ACTION ITEM
Find the string "point" in the data, then copy every line where it is found.

** ENTRIES PROVIDED follows **

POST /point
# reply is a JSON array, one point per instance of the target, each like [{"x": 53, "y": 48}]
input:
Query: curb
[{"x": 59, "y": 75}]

** End of ENTRIES PROVIDED **

TASK RESPONSE
POST /point
# reply is a JSON array, one point per instance of the target, each like [{"x": 53, "y": 48}]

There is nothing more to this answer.